* start Page text *

How to Counteract Forensic Linguistics
Stylometry is our personal and unique writing style. No matter who you are, you have a unique finger printable, and traceable writing style. This has been understood for a while now, and a branch of forensics is built off of this principle: forensic linguistics. In this field, the particular name for forensic linguistics applied to internet crime is called “Writeprint”. Writeprint primarily aims to determine author identification over the internet by comparing a suspect’s text to a known collection of writer invariant (normally written) texts, and even without comparison texts, this forensic technique can yield personal information about an author such as gender, age, and personality.
What does an adversary look for when examining your writing?
- Lexical features: analysis of word choice.
- Syntactic features: analysis of writing style, sentence structure, punctuation, and hyphenation.
- Structural features: analysis of structure and organization of writing.
- Content-specific words: analysis of contextually significant writing such as acronyms.
- Idiosyncratic features: analysis of grammatical errors, this is the most important factor to consider because it provides relatively high accuracy in author identification.
You might think that this is not something that an adversary pays attention to? Think again! There have been multiple cases where adversaries such as law enforcement have used Writeprint techniques to help catch and sentence people. Here are some examples:
- The OxyMonster case (https://arstechnica.com/tech-policy/2018/06/dark-web-vendor-oxymonster-turns-out-to-be-a-frenchman-with-luscious-beard/ [Archive.org]): Public data revealed that Vallerius (a.k.a OxyMonster) has Instagram and Twitter accounts. Agents compared the writing style of “OxyMonster” on the Dream Market forum while in a senior Moderator role to the writing style of Vallerius on his public Instagram and Twitter accounts. Agents discovered many similarities in the use of words and punctuation to including the word “cheers;’’ double exclamation marks; frequent use of quotation marks; and intermittent French post.
Do not use the same writing style for your sensitive activities as for your normal activities. In particular, pay close attention to your use of common phrases, and punctuations. Also, as a side note: limit the amount of reference material that an adversary can use as comparison text, you do not want to find yourself in trouble because of your political Twitter post, or that Reddit post you made years ago, do you?

* end Page text *
* start Entries *

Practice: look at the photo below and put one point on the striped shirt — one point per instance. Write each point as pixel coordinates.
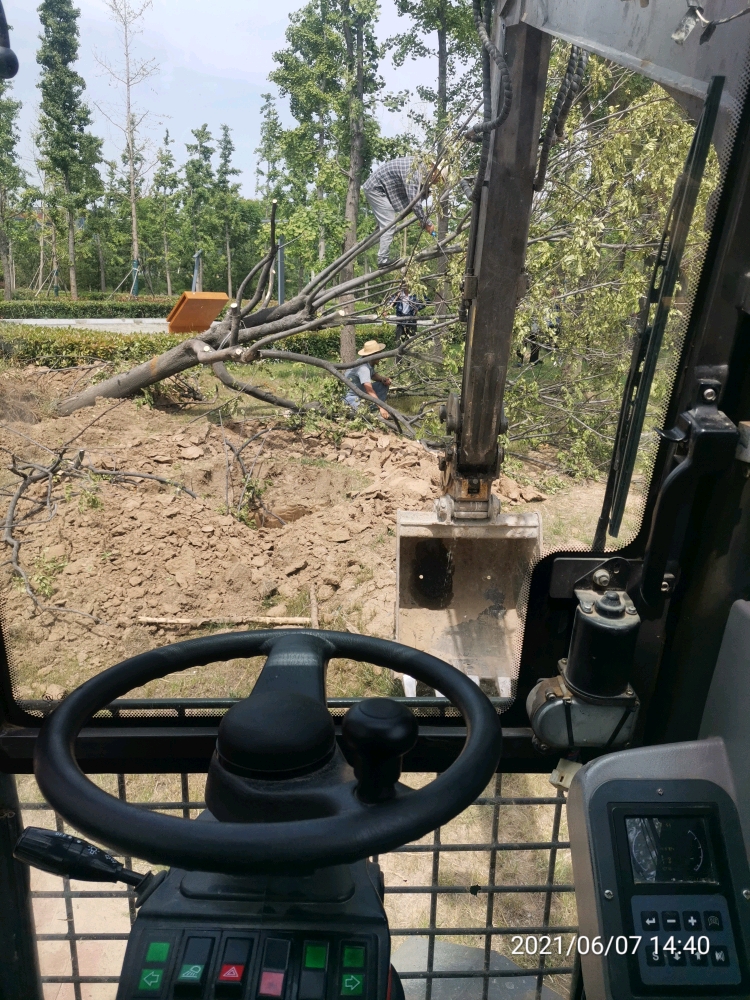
(400, 181)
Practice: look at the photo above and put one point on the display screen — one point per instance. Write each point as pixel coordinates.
(670, 849)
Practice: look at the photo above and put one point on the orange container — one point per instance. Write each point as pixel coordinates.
(196, 311)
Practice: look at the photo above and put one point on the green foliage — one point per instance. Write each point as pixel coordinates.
(45, 574)
(140, 308)
(594, 231)
(69, 347)
(68, 148)
(89, 499)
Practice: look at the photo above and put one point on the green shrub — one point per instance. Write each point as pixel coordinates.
(64, 348)
(65, 308)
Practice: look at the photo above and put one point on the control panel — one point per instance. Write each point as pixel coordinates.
(235, 962)
(205, 937)
(661, 874)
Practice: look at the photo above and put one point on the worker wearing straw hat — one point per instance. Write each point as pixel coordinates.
(391, 188)
(367, 379)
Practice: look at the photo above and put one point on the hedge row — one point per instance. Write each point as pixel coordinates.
(86, 309)
(30, 295)
(66, 347)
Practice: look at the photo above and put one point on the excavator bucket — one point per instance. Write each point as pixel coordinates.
(461, 589)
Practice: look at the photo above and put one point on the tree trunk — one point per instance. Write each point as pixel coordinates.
(71, 245)
(130, 137)
(355, 52)
(12, 269)
(40, 283)
(320, 194)
(166, 264)
(55, 262)
(5, 253)
(444, 286)
(5, 261)
(229, 263)
(102, 269)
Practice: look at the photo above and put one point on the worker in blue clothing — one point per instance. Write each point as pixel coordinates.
(367, 379)
(406, 307)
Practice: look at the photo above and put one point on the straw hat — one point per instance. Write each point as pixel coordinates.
(371, 347)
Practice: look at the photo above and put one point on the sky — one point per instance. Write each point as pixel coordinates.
(213, 62)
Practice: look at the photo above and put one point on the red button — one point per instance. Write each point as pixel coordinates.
(231, 974)
(271, 984)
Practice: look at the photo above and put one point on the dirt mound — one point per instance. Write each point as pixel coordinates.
(323, 517)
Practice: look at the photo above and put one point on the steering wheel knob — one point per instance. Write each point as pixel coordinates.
(377, 733)
(302, 824)
(276, 736)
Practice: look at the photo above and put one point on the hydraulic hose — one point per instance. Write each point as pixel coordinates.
(491, 51)
(571, 84)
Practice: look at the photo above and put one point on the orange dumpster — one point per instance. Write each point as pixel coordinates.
(196, 311)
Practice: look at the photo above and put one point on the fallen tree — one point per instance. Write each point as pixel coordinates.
(250, 329)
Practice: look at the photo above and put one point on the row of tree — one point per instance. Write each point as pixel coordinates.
(83, 223)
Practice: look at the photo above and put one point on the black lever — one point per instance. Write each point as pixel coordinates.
(61, 854)
(377, 732)
(8, 58)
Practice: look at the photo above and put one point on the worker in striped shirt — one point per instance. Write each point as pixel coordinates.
(393, 186)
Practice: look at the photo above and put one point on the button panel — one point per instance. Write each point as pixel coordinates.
(214, 963)
(232, 973)
(193, 967)
(152, 972)
(693, 945)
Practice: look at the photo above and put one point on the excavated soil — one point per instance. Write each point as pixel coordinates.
(122, 552)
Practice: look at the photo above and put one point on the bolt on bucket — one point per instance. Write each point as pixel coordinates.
(458, 588)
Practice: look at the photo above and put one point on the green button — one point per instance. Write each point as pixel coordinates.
(191, 973)
(150, 980)
(354, 957)
(352, 984)
(316, 956)
(158, 951)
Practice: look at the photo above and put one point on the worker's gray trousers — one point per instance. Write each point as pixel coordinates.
(384, 214)
(381, 391)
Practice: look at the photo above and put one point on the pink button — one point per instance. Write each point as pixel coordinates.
(271, 984)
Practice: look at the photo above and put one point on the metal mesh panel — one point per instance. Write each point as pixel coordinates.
(485, 900)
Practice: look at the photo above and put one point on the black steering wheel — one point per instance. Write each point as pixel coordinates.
(288, 701)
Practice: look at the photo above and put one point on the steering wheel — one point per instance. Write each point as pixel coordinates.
(279, 739)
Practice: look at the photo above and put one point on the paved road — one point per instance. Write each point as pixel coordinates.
(147, 325)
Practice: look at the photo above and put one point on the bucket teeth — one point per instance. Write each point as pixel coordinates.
(460, 592)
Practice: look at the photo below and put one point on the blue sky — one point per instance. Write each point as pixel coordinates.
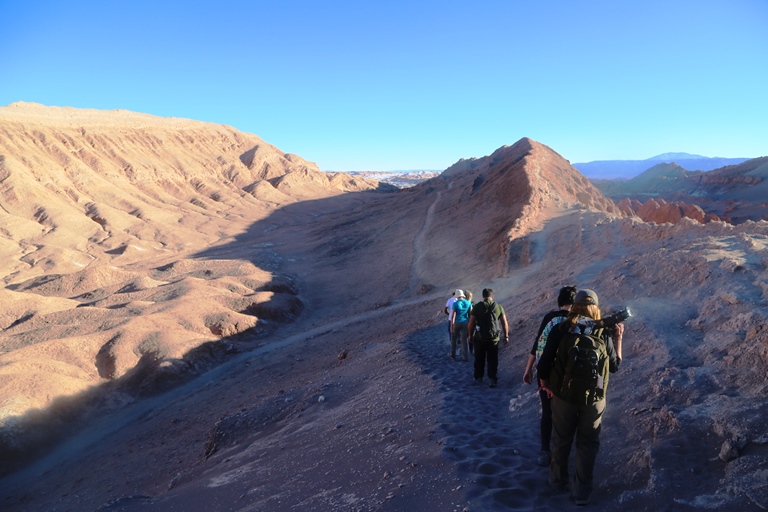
(400, 85)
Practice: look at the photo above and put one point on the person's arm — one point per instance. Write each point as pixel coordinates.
(618, 336)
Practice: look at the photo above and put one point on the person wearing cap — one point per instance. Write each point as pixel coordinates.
(447, 311)
(565, 299)
(569, 420)
(459, 319)
(487, 349)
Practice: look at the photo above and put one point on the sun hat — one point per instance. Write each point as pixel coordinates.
(586, 297)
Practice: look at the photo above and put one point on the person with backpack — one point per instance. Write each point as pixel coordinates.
(565, 300)
(488, 324)
(459, 320)
(574, 368)
(469, 333)
(447, 311)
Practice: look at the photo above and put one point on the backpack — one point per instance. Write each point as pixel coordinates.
(462, 307)
(488, 322)
(542, 341)
(582, 363)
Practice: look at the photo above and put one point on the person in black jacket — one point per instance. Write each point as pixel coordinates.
(565, 300)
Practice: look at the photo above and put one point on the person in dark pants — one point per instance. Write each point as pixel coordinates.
(564, 302)
(487, 346)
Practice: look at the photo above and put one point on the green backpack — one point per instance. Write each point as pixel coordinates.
(583, 367)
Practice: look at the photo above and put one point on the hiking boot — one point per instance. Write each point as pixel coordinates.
(558, 487)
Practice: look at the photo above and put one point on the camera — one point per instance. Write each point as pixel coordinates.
(616, 318)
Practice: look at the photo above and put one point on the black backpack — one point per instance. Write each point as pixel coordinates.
(583, 361)
(488, 323)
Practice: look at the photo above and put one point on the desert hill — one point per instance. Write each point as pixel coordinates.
(735, 193)
(101, 214)
(339, 395)
(625, 169)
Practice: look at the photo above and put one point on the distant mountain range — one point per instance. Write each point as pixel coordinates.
(623, 169)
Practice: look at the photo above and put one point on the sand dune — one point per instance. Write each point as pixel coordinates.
(256, 350)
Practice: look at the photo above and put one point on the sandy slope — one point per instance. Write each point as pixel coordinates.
(355, 405)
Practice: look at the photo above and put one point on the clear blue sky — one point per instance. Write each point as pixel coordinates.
(398, 85)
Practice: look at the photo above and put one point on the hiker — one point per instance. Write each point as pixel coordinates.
(459, 319)
(447, 311)
(578, 397)
(565, 300)
(488, 323)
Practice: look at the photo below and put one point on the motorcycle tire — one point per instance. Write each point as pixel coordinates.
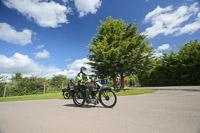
(79, 98)
(107, 97)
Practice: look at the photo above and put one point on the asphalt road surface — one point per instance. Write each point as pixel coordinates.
(164, 111)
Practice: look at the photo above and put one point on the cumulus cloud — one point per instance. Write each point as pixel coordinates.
(44, 13)
(27, 66)
(87, 6)
(22, 63)
(40, 47)
(191, 27)
(43, 54)
(10, 35)
(168, 21)
(163, 47)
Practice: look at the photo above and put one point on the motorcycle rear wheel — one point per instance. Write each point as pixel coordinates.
(79, 98)
(66, 95)
(107, 98)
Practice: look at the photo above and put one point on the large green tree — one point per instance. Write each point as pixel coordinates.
(117, 49)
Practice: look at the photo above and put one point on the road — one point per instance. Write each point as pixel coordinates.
(160, 112)
(173, 88)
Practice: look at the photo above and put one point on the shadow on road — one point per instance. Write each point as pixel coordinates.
(84, 106)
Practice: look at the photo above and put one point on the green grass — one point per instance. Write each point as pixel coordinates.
(59, 95)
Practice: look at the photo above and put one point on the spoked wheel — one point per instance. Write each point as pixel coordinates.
(108, 98)
(78, 98)
(66, 95)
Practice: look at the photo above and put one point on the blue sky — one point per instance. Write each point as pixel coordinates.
(49, 37)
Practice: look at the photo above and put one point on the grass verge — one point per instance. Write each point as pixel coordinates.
(59, 95)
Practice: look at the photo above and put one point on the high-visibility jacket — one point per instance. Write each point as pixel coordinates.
(82, 77)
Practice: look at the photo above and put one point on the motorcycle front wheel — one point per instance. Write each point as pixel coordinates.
(79, 98)
(107, 98)
(66, 95)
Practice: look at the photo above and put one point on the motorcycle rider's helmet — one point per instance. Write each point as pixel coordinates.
(83, 69)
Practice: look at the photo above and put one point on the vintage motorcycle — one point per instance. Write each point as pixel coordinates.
(105, 95)
(67, 93)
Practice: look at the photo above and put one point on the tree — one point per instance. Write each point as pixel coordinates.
(117, 49)
(177, 68)
(17, 76)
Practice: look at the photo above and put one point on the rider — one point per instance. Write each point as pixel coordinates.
(71, 84)
(83, 79)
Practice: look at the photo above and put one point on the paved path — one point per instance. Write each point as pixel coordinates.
(160, 112)
(174, 88)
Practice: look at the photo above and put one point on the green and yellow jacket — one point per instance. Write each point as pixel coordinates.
(82, 77)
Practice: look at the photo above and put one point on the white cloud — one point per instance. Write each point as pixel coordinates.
(43, 54)
(163, 47)
(87, 6)
(10, 35)
(67, 60)
(168, 21)
(40, 47)
(44, 13)
(27, 66)
(158, 54)
(191, 27)
(22, 63)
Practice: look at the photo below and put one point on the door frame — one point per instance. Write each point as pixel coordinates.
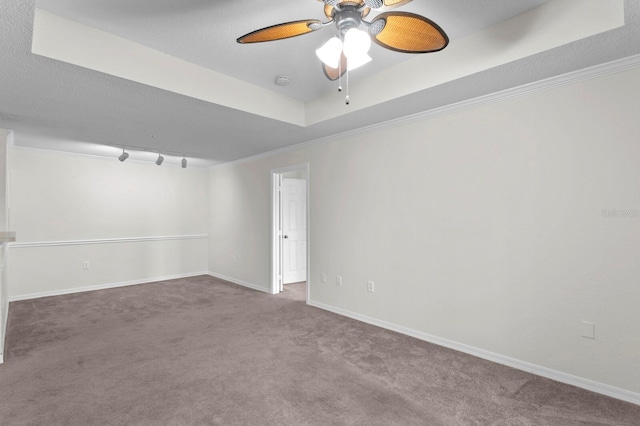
(276, 234)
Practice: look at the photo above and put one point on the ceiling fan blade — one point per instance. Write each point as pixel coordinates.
(281, 31)
(335, 73)
(408, 33)
(390, 4)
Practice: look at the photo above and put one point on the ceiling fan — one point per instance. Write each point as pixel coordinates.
(399, 31)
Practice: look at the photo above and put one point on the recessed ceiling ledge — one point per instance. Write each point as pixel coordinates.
(65, 40)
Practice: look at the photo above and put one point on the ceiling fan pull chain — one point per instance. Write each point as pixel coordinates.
(347, 98)
(340, 75)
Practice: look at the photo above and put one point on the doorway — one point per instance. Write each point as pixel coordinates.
(289, 228)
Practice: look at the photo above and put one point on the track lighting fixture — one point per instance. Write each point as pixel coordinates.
(124, 155)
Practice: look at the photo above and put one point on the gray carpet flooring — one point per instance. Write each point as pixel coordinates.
(202, 351)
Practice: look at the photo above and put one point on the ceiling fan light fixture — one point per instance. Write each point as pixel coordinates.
(356, 43)
(330, 52)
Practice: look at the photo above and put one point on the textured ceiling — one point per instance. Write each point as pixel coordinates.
(56, 105)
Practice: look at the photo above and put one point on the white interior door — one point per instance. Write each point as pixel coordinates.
(294, 230)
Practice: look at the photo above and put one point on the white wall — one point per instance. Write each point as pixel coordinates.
(4, 294)
(132, 221)
(483, 227)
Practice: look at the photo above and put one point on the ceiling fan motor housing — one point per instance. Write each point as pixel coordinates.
(347, 18)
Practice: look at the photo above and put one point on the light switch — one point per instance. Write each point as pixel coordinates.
(588, 330)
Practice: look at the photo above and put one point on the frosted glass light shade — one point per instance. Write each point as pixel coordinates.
(356, 43)
(356, 61)
(330, 52)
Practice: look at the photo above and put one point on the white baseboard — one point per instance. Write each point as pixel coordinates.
(538, 370)
(239, 282)
(102, 286)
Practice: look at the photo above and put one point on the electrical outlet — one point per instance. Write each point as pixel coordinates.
(370, 286)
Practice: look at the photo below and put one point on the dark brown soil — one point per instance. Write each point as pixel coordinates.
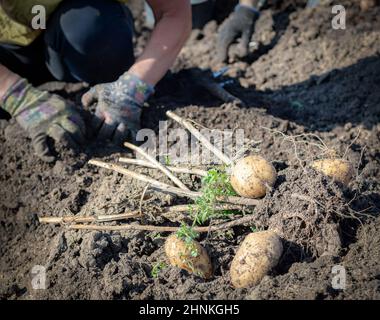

* end Entries *

### Work to do
**1.** Answer these from the forensic linguistics page:
(a) What does Writeprint primarily aim to determine?
(b) Which kind of feature does the page call the most important factor to consider?
(c) In the OxyMonster case, which word did agents find in both writing styles?
**2.** Can you carry the forensic linguistics page forward from its last sentence?
The records stand apart from the page on forensic linguistics.

### Answers to the tasks
**1.**
(a) Author identification over the internet.
(b) Idiosyncratic features, the analysis of grammatical errors.
(c) "Cheers."

**2.**
- Here is another example from the book American Kingpin, about how a DEA agent investigated the writing style of DPR (Dread Pirate Roberts a.k.a Ross Ulbricht, founder of the Silk Road Dark Market) from a unique perspective: For one, Ross Ulbricht used the word “epic” a lot, which showed that he was likely young. He also used emoji smiley faces in his writing, though he never used a hyphen as the nose, writing them as “:)” rather than the old-fashioned “:-)”. Yet the one attribute about Ulbricht that stood out was that rather than writing “yes” or “yeah” on the site’s forums, Ulbricht instead always typed “yea”.
Pay attention to the little things that might add up. If you usually reply with “ok” to people, maybe try to reply with “okay” for your sensitive activities. You should NEVER use words or phrases from your sensitive activities (even if they are not in a public post) for normal purposes, and vice versa. Ross Ulbricht used “frosty” as the name for his Silk Road servers, and for his YouTube account, which helped convince law enforcement that Dread Pirate Roberts was in fact, Ross Ulbricht.
How to counteract the efforts of your adversary:
- Reduce the amount of comparison text for adversaries to compare you with. This goes with having a small online footprint for your normal activities.
- Use a word processor (such as LibreWriter) to fix any grammatical/spelling errors that you regularly encounter.
- Reduce or change the idioms that you use while conducting sensitive activities.
- Understand how your identity affects your writing style: Is your alias younger? Older? More educated? Or less educated? If your identity is older, maybe speak in a more JRR Tolkien style of writing.
- Pay attention to how your slang and spelling might identify you. If you are from the UK, you should say “maths”, but if you are from the US you say “math”. It does not matter how you say “maths”, all that matters is that it can be used to profile you. This also applies to slang as many regions each have different and extremely particular slang. You do not ask someone from the USA for a “rubber” and expect them to give you an “eraser” as an example.
- Pay attention to your use of emoticons and emojis. In the previous example, the DEA agent was able to make a correct assumption that Ulbricht was likely young because he did not use a hyphen when making a smiley emoticon.
- Pay attention to how you structure your writing. Do you use two spaces after a period? Do you constantly use parenthesis in your writing? Do you use the oxford comma?
- Consider what symbols you use in your writing. Do you use €, £ or $? Do you use “dd-mm-yyyy” or “mm-dd-yyyy” for dates? Do you use “08:00 pm” or “20:00” for time?
What different linguistic choices could say about you:
- Russians for example use “)” instead of “:-)” or “:)” to express a smiley face.
- Scandinavians use “=)” instead of “:-)” or “:)” for a smiley face.
- Younger people generally do not use a hyphen in their smiley faces and just use “:)”.
- Two spaces after a period give off the impression that you are quite older because this is how typing was taught to people learning to type with typewriters.
- In the US people write numbers out with commas between numbers to the left of the starting number and with periods between numbers to the right of the starting number. This is in contrast to how people write out numbers on the rest of the planet.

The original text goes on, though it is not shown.